The task -> Report each line of the records below that holds the word "person".

*** The input Section Begins ***

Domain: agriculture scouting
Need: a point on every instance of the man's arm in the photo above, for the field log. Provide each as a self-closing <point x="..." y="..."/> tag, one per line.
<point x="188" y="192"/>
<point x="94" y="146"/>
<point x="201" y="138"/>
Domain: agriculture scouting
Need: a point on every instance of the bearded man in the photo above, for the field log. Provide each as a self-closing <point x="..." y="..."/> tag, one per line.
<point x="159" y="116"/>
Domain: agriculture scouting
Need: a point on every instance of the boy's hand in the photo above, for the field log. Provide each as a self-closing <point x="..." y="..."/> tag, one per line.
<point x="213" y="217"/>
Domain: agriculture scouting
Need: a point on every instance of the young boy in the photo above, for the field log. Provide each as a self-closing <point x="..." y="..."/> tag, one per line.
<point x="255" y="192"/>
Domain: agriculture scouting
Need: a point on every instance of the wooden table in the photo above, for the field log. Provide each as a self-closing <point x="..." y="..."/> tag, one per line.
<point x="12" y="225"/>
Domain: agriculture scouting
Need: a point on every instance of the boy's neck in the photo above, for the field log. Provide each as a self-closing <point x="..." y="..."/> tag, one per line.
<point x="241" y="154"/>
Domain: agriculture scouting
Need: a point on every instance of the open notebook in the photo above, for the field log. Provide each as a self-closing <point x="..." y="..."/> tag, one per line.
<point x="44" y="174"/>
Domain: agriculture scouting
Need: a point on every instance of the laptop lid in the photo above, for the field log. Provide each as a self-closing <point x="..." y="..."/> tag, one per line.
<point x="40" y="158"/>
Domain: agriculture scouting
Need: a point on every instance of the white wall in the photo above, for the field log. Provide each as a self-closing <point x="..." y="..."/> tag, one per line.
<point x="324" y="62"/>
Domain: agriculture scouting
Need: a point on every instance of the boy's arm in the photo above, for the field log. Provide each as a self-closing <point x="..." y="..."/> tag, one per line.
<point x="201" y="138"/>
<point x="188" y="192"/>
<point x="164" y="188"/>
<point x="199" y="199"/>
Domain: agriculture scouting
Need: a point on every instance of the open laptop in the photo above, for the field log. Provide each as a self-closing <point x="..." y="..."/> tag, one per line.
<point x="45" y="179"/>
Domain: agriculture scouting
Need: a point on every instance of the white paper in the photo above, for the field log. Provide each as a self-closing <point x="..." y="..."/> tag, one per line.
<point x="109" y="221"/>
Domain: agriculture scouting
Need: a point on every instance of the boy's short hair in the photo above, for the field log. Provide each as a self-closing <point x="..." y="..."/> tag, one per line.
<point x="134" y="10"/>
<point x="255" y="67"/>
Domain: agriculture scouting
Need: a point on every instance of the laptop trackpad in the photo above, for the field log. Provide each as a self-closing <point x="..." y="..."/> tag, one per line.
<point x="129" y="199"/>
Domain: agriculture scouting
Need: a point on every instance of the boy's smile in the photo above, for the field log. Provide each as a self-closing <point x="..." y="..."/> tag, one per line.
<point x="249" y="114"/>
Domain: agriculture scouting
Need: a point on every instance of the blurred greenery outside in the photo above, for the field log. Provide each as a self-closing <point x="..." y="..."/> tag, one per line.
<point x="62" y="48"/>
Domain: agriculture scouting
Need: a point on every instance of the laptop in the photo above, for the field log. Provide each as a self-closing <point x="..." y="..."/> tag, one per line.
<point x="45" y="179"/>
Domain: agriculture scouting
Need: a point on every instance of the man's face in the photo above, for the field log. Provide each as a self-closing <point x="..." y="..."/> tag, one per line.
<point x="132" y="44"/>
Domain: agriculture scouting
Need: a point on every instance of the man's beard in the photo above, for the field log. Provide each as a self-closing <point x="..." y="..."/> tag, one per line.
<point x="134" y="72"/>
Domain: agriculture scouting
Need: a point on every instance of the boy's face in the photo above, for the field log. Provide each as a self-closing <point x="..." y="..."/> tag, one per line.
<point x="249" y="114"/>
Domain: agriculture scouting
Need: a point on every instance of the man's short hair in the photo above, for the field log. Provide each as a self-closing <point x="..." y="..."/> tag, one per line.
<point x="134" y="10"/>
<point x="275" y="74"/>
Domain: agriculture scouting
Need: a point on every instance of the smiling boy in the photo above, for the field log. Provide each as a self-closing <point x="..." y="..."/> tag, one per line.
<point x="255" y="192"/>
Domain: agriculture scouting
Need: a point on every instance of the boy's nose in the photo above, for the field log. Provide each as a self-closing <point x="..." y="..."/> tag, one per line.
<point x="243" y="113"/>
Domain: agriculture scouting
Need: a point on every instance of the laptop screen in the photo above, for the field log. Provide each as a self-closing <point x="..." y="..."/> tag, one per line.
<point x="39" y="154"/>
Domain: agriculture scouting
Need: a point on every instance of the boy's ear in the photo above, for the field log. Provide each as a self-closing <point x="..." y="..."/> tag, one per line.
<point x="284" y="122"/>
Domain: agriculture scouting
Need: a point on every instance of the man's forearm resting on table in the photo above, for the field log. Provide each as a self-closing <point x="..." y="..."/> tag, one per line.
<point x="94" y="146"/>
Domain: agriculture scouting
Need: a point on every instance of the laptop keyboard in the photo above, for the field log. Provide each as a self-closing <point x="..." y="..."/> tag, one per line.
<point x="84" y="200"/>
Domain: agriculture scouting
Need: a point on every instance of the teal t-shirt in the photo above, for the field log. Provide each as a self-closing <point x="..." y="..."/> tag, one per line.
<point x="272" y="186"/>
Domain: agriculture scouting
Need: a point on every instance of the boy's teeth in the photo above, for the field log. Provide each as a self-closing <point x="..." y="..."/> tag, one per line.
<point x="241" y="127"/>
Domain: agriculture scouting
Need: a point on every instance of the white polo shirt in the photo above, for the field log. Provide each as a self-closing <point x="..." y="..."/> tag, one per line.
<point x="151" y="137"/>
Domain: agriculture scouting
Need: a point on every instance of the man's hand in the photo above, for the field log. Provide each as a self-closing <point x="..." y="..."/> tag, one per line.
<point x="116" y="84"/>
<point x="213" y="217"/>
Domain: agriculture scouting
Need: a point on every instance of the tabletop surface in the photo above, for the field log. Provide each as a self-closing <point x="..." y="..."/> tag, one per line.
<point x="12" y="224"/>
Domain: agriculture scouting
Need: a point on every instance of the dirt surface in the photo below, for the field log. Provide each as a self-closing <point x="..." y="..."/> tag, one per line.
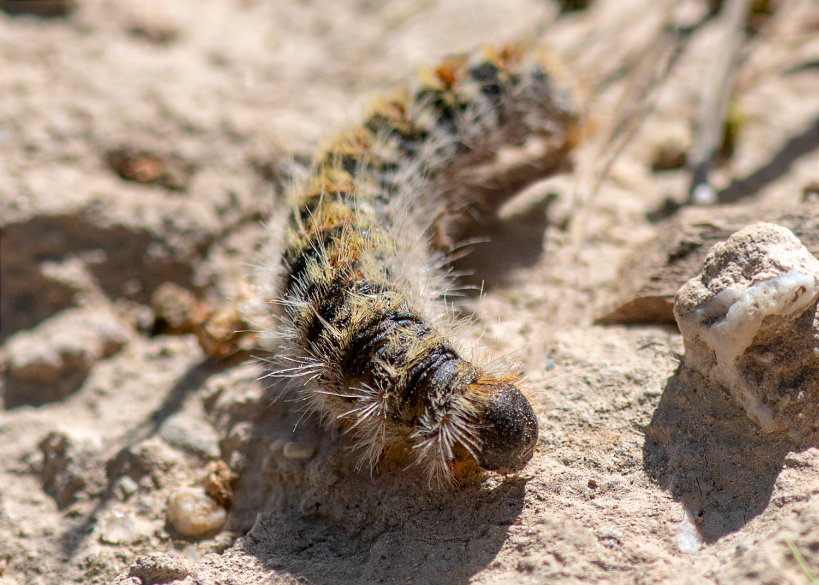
<point x="145" y="143"/>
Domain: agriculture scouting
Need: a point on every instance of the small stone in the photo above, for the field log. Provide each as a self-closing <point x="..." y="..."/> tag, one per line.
<point x="117" y="527"/>
<point x="298" y="451"/>
<point x="194" y="513"/>
<point x="126" y="487"/>
<point x="65" y="460"/>
<point x="218" y="479"/>
<point x="750" y="323"/>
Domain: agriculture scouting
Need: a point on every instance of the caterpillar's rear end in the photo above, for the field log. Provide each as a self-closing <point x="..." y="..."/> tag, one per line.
<point x="364" y="318"/>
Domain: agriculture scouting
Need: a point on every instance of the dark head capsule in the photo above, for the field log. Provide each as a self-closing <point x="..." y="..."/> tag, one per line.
<point x="508" y="430"/>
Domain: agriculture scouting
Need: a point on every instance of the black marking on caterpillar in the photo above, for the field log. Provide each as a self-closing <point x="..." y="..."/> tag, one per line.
<point x="362" y="320"/>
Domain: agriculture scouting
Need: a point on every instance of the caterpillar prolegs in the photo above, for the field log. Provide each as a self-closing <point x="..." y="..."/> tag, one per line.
<point x="366" y="328"/>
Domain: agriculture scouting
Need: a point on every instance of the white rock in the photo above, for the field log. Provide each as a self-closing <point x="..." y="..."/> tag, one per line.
<point x="750" y="324"/>
<point x="193" y="513"/>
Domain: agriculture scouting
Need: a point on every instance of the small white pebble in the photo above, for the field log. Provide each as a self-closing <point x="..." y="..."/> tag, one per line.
<point x="193" y="513"/>
<point x="689" y="540"/>
<point x="117" y="528"/>
<point x="299" y="451"/>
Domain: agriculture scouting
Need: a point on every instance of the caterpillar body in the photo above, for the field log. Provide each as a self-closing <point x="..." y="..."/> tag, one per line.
<point x="367" y="331"/>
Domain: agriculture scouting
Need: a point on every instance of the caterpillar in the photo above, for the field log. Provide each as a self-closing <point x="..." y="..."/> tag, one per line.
<point x="367" y="334"/>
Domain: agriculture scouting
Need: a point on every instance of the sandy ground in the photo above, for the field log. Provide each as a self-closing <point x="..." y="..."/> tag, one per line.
<point x="145" y="142"/>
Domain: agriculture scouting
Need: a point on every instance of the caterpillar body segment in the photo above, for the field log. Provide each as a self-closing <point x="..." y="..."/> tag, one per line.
<point x="367" y="334"/>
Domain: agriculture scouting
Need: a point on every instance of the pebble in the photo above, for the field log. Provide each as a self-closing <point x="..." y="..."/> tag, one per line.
<point x="298" y="451"/>
<point x="193" y="513"/>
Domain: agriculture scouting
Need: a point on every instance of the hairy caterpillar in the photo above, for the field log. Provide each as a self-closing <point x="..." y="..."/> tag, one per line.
<point x="363" y="317"/>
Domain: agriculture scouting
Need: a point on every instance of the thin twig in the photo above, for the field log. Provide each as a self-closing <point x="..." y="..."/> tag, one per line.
<point x="715" y="102"/>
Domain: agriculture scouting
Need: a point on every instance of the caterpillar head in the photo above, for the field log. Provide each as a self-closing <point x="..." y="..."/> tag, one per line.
<point x="508" y="430"/>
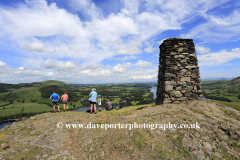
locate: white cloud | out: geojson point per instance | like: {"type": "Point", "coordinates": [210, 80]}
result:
{"type": "Point", "coordinates": [203, 50]}
{"type": "Point", "coordinates": [148, 77]}
{"type": "Point", "coordinates": [37, 47]}
{"type": "Point", "coordinates": [131, 49]}
{"type": "Point", "coordinates": [217, 29]}
{"type": "Point", "coordinates": [87, 7]}
{"type": "Point", "coordinates": [218, 58]}
{"type": "Point", "coordinates": [61, 65]}
{"type": "Point", "coordinates": [20, 68]}
{"type": "Point", "coordinates": [3, 64]}
{"type": "Point", "coordinates": [121, 68]}
{"type": "Point", "coordinates": [125, 58]}
{"type": "Point", "coordinates": [235, 49]}
{"type": "Point", "coordinates": [143, 64]}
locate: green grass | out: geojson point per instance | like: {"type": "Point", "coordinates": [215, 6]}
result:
{"type": "Point", "coordinates": [134, 103]}
{"type": "Point", "coordinates": [235, 105]}
{"type": "Point", "coordinates": [16, 108]}
{"type": "Point", "coordinates": [213, 84]}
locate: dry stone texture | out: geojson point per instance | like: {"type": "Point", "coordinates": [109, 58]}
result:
{"type": "Point", "coordinates": [178, 74]}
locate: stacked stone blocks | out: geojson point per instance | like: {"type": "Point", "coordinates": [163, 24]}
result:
{"type": "Point", "coordinates": [178, 74]}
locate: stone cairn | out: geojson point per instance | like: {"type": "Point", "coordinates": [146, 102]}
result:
{"type": "Point", "coordinates": [178, 74]}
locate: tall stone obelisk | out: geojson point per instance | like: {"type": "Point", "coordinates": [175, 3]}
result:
{"type": "Point", "coordinates": [178, 74]}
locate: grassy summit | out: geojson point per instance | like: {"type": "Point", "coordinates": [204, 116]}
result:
{"type": "Point", "coordinates": [39, 138]}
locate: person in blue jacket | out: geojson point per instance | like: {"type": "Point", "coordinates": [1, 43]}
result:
{"type": "Point", "coordinates": [54, 98]}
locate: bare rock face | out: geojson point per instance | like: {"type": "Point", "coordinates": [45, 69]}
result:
{"type": "Point", "coordinates": [178, 74]}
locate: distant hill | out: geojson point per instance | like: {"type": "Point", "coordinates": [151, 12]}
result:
{"type": "Point", "coordinates": [40, 138]}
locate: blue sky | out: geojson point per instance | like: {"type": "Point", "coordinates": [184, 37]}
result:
{"type": "Point", "coordinates": [113, 41]}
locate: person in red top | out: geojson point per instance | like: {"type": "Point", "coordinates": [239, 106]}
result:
{"type": "Point", "coordinates": [64, 99]}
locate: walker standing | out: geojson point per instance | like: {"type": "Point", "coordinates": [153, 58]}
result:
{"type": "Point", "coordinates": [99, 103]}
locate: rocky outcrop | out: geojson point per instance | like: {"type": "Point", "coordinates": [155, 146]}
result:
{"type": "Point", "coordinates": [217, 138]}
{"type": "Point", "coordinates": [178, 74]}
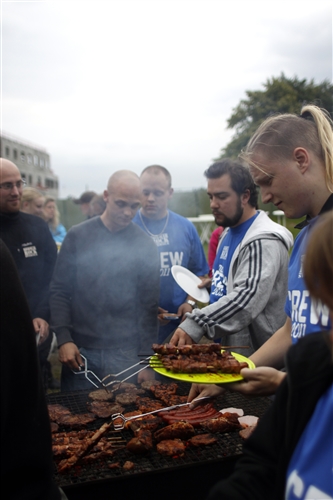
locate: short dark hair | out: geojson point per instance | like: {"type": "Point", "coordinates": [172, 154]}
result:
{"type": "Point", "coordinates": [241, 179]}
{"type": "Point", "coordinates": [156, 169]}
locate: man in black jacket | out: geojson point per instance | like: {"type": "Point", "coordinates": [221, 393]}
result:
{"type": "Point", "coordinates": [30, 242]}
{"type": "Point", "coordinates": [26, 454]}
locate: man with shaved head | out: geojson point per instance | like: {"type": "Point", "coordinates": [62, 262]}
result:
{"type": "Point", "coordinates": [30, 242]}
{"type": "Point", "coordinates": [105, 290]}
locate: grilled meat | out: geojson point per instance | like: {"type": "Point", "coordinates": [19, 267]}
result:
{"type": "Point", "coordinates": [57, 411]}
{"type": "Point", "coordinates": [224, 423]}
{"type": "Point", "coordinates": [141, 443]}
{"type": "Point", "coordinates": [147, 384]}
{"type": "Point", "coordinates": [128, 465]}
{"type": "Point", "coordinates": [146, 405]}
{"type": "Point", "coordinates": [179, 430]}
{"type": "Point", "coordinates": [101, 395]}
{"type": "Point", "coordinates": [202, 363]}
{"type": "Point", "coordinates": [104, 409]}
{"type": "Point", "coordinates": [164, 389]}
{"type": "Point", "coordinates": [77, 420]}
{"type": "Point", "coordinates": [126, 398]}
{"type": "Point", "coordinates": [247, 431]}
{"type": "Point", "coordinates": [173, 399]}
{"type": "Point", "coordinates": [194, 416]}
{"type": "Point", "coordinates": [202, 440]}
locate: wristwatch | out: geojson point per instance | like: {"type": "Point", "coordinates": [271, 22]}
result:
{"type": "Point", "coordinates": [192, 303]}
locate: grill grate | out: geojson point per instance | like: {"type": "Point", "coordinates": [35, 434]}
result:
{"type": "Point", "coordinates": [229, 445]}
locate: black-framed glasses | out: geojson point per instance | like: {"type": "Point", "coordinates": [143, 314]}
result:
{"type": "Point", "coordinates": [8, 186]}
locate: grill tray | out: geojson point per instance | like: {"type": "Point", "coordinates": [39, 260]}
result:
{"type": "Point", "coordinates": [228, 445]}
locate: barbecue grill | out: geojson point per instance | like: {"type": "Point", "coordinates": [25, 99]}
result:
{"type": "Point", "coordinates": [194, 473]}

*** The input Section Ends ***

Task response ->
locate: person in blue jacket | out: geojson point per instance | like: {"type": "Point", "coordinates": [1, 43]}
locate: person in red top | out: geojson point per instance | like: {"type": "Point", "coordinates": [239, 106]}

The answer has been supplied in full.